#### Passage to read:
-*-
The PreaturesJust announced as part of the line-up for Southbound 2014, on Friday-Saturday, January 3-4, at Sir Stewart Bovell Park in Busselton, The Preatures second EP,  Is This How You Feel? has is out now. JODY MACGREGOR checks in.

Isabella Manfredi is sitting in her backyard, drinking tea in her pyjamas. It’s early in the morning by musicians’ standards, which means normal people have been at work for an hour, but The Preatures’ singer has had plenty to do on this particular morning.

The edits for their latest video, Manic Baby, had to be gone over, and they’ve just found out that previous single, Is This How You Feel?, has been named Pitchfork’s Best New Track. “Everything’s going a bit mental,” she says.

The new clip features a troupe of dancers performing moves inspired by Hot Gossip, the dancers from the kitsch classic TV series, The Kenny Everett Video Show. Manfredi calls it “really dated, daggy, risqué dancing,” and although the band are present they don’t join in. “The boys were very interested in putting leotards on but we stopped them at the last minute.”

It sounds like it slots neatly into the aesthetic The Preatures have created for themselves; the 1970s Fleetwood-Mac-via-Bryan-Ferry vibe of their newer songs, and the way they pull such serious faces that you assume they must be joking at least a bit.
-*-
#### Dataset:
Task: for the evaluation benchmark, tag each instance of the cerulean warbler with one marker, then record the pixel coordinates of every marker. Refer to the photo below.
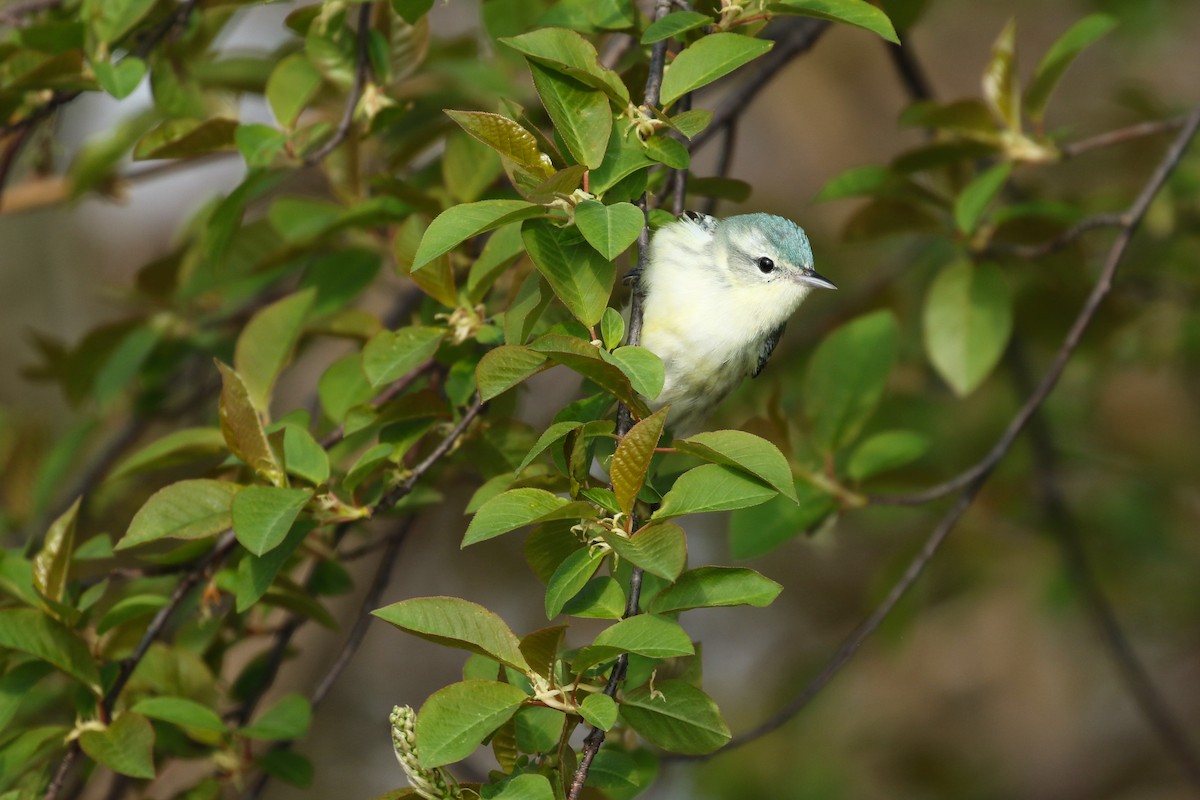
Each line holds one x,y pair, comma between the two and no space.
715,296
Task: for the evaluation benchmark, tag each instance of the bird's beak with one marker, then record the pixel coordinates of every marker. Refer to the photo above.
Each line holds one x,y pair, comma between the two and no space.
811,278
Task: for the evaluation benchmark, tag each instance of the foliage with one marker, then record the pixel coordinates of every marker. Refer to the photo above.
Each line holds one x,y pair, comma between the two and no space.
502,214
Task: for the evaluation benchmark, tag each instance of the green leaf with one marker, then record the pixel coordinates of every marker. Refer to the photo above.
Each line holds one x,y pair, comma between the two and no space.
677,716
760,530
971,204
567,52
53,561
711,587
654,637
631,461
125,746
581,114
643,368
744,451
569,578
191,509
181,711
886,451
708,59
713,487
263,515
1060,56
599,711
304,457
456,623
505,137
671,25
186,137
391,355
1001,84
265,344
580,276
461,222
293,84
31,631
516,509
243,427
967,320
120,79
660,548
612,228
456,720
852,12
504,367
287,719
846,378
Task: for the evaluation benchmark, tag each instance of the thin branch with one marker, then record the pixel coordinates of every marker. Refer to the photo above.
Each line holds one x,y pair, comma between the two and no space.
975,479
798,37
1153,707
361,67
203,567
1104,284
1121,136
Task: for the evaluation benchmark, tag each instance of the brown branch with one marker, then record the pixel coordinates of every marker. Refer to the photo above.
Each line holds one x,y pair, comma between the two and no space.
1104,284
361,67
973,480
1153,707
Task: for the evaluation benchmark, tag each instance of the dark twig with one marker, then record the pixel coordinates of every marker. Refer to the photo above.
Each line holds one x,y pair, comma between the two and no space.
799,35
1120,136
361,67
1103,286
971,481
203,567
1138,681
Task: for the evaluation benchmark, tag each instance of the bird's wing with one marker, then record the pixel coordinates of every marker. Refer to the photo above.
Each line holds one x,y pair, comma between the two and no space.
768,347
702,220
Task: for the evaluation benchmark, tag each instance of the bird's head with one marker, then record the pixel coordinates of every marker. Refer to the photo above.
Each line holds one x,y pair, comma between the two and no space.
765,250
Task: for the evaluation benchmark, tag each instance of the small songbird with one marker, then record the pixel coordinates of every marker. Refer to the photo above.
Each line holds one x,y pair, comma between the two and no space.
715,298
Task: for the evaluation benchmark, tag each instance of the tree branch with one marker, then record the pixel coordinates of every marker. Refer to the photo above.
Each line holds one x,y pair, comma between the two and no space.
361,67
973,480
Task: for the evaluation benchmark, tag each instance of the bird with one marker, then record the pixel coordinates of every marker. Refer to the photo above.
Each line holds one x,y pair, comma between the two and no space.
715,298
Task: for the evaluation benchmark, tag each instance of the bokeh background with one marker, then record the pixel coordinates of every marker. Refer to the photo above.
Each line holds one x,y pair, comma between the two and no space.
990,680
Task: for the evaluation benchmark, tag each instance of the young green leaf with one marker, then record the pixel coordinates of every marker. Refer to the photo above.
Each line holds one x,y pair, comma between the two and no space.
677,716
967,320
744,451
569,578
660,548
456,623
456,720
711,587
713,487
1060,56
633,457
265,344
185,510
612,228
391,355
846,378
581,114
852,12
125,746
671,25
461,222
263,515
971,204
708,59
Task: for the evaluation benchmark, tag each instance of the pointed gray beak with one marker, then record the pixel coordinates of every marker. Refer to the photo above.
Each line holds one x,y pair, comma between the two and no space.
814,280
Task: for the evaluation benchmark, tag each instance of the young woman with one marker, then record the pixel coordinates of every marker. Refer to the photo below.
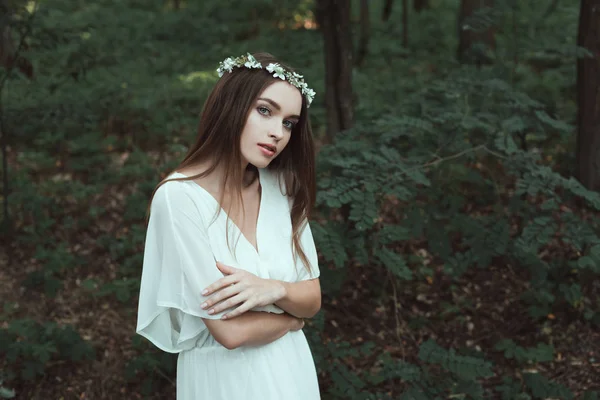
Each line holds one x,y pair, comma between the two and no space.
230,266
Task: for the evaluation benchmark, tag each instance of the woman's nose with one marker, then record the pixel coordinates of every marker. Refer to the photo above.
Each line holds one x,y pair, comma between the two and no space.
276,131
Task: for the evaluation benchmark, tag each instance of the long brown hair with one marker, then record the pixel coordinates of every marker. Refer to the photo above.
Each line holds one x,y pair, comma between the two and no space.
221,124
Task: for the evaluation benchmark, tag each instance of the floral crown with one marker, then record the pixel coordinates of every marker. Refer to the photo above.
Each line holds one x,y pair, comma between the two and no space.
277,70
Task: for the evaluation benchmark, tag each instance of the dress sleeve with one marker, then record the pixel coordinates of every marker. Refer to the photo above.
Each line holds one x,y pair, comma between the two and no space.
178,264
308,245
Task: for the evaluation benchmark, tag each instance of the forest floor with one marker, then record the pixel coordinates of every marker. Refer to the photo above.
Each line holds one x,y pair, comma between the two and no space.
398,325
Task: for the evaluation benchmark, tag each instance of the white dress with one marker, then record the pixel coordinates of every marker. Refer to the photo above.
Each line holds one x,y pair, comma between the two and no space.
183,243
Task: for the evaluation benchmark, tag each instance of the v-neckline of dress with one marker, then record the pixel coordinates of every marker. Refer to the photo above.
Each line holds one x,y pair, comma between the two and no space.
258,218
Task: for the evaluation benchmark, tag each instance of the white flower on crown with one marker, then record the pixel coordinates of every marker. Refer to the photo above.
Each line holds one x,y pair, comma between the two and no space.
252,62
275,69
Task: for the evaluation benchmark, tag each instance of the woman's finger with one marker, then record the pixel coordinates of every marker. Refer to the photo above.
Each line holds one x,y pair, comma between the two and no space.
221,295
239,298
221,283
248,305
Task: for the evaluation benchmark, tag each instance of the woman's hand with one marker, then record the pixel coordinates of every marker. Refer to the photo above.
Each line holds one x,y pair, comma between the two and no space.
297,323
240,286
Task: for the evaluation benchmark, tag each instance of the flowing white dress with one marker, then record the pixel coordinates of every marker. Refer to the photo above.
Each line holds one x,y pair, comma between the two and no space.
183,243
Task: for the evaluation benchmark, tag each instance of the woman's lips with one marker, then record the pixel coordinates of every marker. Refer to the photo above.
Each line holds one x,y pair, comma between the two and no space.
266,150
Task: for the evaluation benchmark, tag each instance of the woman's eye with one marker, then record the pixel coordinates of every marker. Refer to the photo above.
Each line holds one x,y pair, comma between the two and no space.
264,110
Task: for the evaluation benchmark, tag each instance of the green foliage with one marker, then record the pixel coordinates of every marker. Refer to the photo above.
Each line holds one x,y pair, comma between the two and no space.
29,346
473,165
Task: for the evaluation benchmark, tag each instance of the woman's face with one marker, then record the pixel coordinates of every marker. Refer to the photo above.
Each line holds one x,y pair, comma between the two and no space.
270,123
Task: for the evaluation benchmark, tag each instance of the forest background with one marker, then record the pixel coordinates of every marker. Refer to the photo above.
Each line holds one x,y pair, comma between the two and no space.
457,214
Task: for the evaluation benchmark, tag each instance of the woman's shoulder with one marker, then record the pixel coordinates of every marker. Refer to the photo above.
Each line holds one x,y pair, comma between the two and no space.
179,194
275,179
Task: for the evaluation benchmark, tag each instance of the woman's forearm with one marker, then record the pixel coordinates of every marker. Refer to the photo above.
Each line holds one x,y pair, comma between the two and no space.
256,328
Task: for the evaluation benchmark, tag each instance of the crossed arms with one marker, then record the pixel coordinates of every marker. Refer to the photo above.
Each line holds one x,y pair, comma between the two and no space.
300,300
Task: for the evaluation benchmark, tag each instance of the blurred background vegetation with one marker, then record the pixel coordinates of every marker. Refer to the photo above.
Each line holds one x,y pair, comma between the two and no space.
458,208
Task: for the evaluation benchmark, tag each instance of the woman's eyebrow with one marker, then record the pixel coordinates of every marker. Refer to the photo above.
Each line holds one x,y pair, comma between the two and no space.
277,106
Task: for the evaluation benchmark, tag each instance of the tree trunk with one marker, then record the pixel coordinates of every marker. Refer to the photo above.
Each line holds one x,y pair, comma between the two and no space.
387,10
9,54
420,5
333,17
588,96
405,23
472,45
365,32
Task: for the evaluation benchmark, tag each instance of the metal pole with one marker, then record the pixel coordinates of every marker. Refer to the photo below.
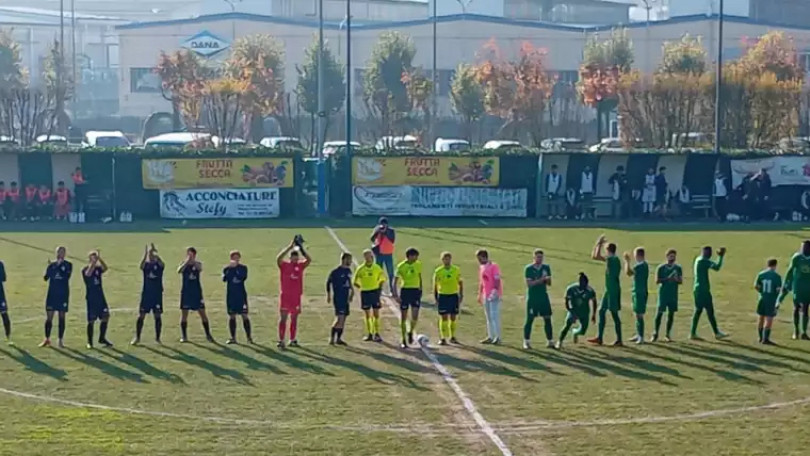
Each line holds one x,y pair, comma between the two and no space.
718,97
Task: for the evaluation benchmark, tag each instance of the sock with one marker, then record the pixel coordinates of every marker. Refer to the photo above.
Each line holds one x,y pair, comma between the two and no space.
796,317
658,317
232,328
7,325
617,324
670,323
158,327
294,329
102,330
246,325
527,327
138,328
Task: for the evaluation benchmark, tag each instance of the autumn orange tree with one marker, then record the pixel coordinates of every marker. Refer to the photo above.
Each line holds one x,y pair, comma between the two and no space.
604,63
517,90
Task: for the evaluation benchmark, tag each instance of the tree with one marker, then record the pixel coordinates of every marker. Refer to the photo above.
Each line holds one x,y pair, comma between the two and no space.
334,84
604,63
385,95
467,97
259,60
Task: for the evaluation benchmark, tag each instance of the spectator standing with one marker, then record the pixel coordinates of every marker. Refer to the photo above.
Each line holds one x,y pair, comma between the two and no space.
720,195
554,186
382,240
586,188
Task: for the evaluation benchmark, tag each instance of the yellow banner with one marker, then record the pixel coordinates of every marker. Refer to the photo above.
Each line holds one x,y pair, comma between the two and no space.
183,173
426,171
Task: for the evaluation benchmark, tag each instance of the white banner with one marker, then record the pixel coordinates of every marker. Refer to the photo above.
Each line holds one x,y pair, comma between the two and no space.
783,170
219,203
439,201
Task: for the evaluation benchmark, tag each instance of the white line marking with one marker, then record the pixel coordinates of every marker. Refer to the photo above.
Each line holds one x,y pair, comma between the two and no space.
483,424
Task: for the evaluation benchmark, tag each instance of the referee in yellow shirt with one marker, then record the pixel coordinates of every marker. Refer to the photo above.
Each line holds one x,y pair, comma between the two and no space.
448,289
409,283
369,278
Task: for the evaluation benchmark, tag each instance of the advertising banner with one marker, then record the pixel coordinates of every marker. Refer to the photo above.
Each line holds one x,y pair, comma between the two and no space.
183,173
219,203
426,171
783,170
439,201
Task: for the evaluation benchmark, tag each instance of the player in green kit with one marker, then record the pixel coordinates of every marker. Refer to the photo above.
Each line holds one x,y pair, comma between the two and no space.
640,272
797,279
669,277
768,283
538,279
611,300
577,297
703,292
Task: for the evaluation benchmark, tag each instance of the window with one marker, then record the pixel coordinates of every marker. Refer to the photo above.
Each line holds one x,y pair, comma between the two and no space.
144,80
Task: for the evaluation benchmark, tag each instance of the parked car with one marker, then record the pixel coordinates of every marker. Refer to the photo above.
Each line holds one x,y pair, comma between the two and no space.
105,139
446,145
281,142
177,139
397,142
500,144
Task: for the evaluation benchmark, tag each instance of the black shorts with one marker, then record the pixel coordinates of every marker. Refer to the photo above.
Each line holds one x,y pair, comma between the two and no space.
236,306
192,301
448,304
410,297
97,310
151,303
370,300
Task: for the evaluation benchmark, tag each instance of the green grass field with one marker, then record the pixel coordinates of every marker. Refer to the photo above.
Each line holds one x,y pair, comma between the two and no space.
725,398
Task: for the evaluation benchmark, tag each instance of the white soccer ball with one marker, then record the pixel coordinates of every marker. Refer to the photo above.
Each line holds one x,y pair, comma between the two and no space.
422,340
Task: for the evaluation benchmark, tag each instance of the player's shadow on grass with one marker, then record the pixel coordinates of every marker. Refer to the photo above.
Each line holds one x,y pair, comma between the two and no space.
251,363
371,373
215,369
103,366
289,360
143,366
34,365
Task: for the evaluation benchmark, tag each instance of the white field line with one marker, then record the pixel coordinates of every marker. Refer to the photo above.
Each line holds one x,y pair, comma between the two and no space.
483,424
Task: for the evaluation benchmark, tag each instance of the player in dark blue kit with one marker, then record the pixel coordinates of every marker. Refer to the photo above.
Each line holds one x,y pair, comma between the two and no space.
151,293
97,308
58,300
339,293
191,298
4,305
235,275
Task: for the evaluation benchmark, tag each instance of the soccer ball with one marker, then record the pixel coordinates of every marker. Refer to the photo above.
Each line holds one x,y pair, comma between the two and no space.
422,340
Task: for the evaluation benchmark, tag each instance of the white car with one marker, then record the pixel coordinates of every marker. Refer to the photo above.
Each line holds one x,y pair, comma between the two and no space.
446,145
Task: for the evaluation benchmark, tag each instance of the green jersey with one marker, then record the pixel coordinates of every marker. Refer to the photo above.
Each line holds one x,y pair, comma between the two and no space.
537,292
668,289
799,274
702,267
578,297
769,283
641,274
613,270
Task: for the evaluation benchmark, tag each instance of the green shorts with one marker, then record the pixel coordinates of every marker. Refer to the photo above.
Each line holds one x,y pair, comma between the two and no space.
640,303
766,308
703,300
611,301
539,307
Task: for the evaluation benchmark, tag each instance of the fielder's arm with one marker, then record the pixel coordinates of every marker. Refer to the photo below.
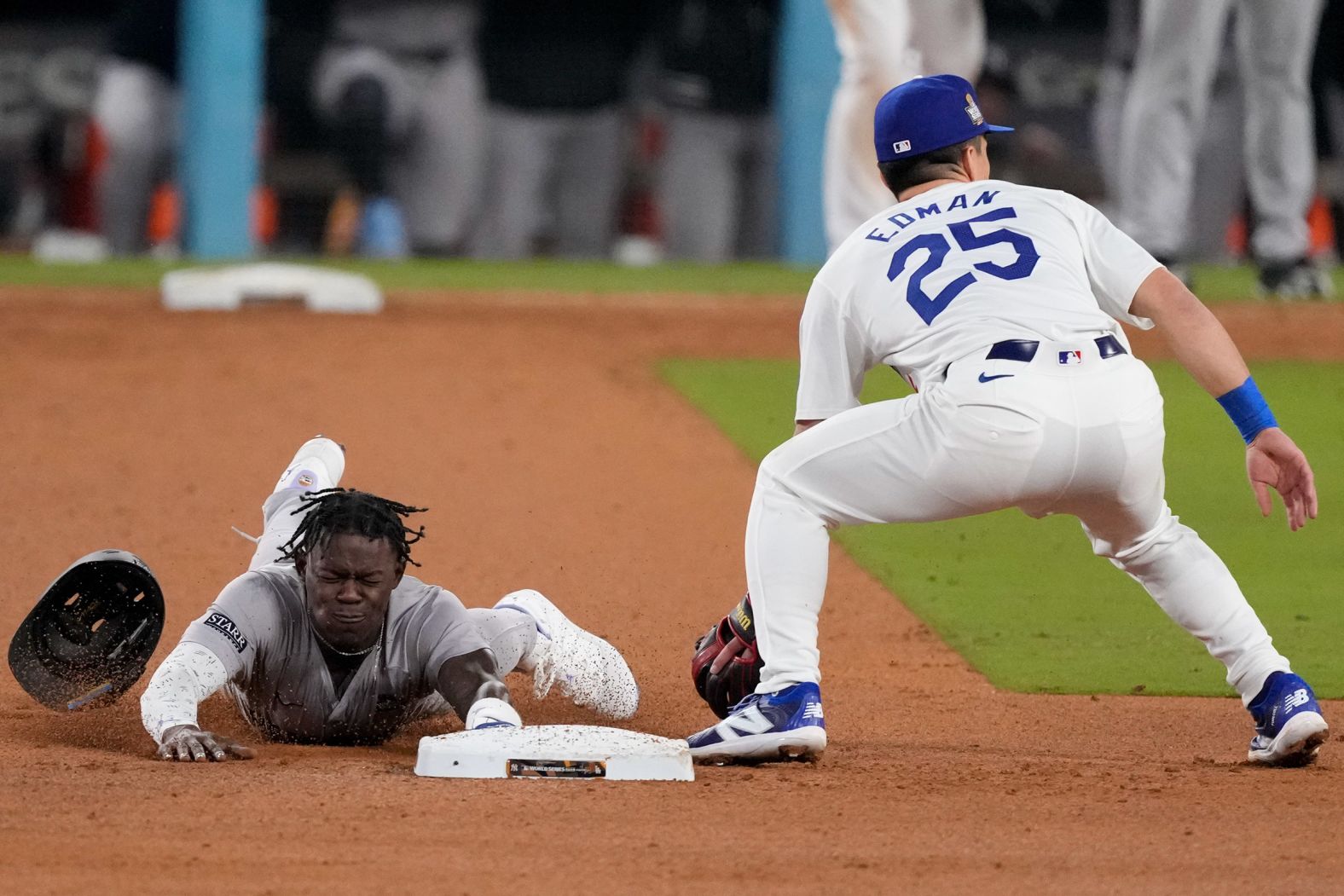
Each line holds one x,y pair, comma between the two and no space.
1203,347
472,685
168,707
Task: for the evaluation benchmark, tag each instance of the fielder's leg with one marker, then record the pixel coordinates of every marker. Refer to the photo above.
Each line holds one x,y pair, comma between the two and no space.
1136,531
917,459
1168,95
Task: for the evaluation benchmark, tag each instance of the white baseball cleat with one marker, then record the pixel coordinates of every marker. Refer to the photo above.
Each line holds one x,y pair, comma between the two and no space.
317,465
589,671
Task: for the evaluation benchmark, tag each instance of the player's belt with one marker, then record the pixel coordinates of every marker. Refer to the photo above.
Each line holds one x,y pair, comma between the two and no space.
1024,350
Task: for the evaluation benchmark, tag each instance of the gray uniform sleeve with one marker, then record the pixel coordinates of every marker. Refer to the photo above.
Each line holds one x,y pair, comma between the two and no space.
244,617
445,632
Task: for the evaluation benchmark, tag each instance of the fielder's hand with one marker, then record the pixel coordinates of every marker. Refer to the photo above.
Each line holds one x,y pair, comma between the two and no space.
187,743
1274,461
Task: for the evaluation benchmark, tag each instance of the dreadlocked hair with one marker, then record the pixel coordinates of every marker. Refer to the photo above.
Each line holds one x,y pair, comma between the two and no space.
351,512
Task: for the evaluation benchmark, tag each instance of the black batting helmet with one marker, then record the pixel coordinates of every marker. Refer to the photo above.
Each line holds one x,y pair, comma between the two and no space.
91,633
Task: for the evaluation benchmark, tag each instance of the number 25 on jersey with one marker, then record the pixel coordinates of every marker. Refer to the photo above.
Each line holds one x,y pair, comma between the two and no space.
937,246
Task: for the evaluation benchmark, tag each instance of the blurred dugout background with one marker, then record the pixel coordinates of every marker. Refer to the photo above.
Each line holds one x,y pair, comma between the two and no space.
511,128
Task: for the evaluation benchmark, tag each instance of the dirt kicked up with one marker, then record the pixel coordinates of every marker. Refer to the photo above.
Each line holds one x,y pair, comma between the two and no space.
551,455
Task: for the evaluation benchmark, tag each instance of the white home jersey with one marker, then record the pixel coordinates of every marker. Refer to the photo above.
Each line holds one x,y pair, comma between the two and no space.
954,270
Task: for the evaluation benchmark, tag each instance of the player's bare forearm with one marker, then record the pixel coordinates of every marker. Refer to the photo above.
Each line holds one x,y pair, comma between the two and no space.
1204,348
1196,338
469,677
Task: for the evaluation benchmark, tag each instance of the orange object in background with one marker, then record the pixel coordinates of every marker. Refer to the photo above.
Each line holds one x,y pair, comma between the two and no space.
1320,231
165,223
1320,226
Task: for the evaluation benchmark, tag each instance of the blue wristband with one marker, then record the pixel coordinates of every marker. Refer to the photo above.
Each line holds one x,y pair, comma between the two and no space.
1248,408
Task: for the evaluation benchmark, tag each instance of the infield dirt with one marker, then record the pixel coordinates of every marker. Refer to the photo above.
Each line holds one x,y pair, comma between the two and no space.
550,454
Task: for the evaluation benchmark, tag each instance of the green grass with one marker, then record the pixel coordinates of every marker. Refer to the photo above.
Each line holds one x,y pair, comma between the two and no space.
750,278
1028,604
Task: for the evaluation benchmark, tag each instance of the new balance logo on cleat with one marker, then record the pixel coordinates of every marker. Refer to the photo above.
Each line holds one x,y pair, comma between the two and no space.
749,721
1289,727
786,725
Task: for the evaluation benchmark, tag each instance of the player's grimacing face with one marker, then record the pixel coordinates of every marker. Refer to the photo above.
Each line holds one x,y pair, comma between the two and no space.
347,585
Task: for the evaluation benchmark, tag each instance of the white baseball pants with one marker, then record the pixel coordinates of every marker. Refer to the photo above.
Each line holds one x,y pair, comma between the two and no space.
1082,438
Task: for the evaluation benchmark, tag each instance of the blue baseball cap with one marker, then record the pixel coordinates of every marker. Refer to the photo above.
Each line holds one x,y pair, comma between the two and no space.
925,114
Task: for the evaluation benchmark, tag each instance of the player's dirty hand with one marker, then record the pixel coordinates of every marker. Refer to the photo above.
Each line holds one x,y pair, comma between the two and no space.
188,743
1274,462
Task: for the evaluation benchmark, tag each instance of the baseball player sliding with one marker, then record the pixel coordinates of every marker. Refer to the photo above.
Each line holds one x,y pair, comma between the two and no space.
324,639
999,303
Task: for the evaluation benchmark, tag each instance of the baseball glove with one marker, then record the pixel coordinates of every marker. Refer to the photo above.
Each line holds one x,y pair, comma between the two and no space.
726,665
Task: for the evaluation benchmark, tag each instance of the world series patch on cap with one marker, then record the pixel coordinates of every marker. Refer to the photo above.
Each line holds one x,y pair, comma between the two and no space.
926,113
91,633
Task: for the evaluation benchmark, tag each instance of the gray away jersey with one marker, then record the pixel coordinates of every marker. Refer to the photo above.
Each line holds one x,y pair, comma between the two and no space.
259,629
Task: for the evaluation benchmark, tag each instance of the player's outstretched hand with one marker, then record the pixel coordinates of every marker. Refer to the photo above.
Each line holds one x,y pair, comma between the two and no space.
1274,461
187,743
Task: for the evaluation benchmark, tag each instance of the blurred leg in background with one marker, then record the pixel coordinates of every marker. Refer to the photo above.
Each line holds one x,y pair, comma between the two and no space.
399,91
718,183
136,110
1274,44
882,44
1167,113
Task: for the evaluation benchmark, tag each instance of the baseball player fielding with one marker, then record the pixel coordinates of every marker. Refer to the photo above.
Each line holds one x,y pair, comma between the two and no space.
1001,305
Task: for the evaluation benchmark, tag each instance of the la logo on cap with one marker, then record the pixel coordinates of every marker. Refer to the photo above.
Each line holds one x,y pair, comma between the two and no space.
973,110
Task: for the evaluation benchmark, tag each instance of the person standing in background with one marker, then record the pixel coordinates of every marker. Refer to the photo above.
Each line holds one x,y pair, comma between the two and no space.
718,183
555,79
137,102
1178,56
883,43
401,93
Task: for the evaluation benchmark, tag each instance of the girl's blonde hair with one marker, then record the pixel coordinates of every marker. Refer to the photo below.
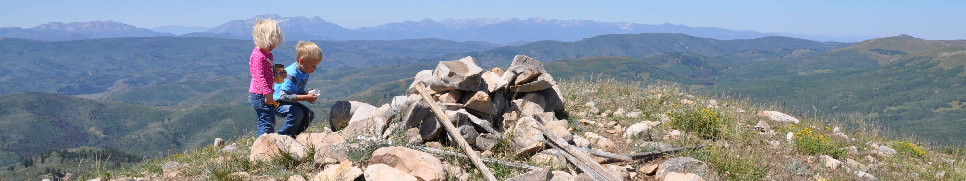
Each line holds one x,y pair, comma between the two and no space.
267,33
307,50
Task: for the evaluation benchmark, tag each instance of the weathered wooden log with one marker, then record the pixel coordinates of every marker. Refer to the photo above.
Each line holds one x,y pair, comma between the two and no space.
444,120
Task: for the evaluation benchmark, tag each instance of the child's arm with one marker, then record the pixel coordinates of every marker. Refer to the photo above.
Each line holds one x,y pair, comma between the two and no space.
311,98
-*-
#### What is needed:
Answer these questions using the article about The Preatures.
1. At which park is Southbound 2014 taking place?
2. What did Pitchfork name the single "Is This How You Feel?"?
3. On which TV series did the dancers who inspired the moves in the Manic Baby clip appear?

#### Written response:
1. Sir Stewart Bovell Park in Busselton.
2. Best New Track.
3. The Kenny Everett Video Show.